For the material below, return exactly the lines starting at the one holding "Locate the forested" and ending at the one holding "Locate the dark", counting both as part of the range.

********************

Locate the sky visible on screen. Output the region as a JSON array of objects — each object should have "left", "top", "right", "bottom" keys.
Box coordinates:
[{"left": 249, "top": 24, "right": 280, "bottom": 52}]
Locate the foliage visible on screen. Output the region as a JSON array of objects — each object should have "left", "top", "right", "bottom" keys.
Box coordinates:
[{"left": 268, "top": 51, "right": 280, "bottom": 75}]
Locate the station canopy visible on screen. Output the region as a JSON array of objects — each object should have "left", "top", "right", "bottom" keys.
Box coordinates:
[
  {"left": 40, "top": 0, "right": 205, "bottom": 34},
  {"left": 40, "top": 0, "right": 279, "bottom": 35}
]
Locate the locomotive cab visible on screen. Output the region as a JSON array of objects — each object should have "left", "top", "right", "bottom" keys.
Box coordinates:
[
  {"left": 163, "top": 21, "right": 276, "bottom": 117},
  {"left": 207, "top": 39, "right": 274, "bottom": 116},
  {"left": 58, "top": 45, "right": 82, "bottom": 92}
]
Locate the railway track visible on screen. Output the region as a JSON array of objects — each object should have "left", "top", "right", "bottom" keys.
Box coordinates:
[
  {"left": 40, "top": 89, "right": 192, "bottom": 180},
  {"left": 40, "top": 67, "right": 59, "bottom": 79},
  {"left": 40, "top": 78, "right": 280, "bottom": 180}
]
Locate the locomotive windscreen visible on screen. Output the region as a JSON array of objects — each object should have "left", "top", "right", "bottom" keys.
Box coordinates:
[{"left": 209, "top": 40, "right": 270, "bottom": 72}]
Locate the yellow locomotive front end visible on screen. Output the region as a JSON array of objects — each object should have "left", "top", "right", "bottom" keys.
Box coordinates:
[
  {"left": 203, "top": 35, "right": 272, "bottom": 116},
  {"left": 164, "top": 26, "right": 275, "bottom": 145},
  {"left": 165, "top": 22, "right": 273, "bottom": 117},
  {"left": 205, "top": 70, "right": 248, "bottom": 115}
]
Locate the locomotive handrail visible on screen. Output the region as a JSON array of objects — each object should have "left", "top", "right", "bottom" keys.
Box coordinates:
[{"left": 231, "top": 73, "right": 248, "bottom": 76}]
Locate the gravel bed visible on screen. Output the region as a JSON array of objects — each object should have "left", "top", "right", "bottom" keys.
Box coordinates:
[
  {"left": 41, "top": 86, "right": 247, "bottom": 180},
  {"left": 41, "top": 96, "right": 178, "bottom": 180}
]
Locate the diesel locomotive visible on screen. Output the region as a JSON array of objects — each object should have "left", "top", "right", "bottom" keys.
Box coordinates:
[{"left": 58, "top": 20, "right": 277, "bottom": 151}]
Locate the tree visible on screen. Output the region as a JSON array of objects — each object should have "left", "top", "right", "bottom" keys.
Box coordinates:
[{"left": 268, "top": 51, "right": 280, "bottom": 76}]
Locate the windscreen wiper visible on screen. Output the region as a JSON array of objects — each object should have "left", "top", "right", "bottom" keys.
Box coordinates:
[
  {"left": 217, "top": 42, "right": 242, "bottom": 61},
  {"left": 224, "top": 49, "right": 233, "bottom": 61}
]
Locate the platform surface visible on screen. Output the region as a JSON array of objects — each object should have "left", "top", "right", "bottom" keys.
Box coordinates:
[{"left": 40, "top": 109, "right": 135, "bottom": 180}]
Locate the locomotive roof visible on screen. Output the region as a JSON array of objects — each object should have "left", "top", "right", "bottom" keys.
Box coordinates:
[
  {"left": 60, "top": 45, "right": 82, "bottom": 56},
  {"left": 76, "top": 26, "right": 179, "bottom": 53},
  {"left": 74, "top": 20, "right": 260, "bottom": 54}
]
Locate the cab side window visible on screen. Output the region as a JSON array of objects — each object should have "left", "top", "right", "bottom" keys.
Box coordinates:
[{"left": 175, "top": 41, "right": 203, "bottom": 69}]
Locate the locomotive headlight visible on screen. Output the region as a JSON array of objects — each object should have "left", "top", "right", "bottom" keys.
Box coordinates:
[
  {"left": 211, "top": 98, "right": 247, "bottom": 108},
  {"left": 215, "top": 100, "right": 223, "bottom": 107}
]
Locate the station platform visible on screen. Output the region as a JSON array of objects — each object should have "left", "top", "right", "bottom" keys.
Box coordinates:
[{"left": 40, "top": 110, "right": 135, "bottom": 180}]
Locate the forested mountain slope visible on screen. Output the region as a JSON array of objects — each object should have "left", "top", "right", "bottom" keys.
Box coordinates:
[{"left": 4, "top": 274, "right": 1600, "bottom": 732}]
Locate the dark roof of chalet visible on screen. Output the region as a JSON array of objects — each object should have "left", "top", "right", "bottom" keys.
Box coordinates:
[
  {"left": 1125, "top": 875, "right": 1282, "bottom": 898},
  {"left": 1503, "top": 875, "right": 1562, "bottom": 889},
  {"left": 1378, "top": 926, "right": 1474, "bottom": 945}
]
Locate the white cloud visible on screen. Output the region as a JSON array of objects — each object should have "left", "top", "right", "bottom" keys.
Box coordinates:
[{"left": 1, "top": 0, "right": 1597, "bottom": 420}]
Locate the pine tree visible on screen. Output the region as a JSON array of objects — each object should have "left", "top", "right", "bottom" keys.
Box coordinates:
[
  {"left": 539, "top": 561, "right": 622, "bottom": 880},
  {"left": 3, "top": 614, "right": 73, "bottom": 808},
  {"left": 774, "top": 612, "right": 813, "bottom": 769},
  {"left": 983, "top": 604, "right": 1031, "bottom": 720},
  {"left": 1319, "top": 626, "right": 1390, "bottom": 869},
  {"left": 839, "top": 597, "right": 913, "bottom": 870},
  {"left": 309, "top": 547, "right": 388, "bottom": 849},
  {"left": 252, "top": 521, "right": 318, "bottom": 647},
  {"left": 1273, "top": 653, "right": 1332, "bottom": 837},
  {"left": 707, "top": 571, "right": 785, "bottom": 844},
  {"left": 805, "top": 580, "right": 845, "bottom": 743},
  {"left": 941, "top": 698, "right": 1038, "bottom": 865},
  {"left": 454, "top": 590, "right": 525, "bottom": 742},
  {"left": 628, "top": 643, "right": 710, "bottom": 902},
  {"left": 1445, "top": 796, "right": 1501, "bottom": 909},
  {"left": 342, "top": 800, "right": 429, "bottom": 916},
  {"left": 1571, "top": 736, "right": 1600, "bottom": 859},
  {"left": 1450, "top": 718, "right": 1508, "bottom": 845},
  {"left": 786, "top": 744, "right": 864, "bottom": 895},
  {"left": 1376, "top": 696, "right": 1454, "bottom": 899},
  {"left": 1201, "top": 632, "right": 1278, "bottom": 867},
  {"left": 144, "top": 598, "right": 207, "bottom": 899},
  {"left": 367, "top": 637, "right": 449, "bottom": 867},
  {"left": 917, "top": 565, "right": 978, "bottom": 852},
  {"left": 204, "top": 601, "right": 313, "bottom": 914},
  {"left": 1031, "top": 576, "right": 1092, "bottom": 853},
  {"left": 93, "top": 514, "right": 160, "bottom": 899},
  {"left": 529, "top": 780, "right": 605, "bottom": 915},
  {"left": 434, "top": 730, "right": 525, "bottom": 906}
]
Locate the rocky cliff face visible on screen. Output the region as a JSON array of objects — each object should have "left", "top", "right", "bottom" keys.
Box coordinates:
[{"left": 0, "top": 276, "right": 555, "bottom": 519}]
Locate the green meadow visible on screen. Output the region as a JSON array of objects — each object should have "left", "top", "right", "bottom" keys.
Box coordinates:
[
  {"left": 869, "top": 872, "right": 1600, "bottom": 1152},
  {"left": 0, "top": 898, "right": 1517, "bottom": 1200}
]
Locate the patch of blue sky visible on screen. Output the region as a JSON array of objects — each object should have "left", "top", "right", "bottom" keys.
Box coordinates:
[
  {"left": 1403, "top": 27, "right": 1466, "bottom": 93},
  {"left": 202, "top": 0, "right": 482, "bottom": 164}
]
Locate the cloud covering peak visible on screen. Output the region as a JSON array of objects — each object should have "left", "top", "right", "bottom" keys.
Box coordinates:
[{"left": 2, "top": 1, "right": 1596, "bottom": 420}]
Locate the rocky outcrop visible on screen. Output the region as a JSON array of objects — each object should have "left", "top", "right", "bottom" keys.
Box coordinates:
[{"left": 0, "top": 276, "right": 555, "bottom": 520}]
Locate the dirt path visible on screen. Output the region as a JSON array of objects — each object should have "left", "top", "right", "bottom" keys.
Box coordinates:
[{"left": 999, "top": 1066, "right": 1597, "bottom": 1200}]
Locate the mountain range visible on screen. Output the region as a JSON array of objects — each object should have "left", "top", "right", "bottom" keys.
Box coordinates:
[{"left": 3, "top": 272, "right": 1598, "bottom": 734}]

********************

Response to the task.
Locate the forested mountain slope visible on screen. Output the region as a JSON array of objects — each object should have "left", "top", "right", "bottom" keys.
Box coordinates:
[{"left": 4, "top": 274, "right": 1600, "bottom": 732}]
Locate the dark roof of chalet visible on screen. Output the region as a JSON array of objects — each object should have "left", "top", "right", "bottom" keys.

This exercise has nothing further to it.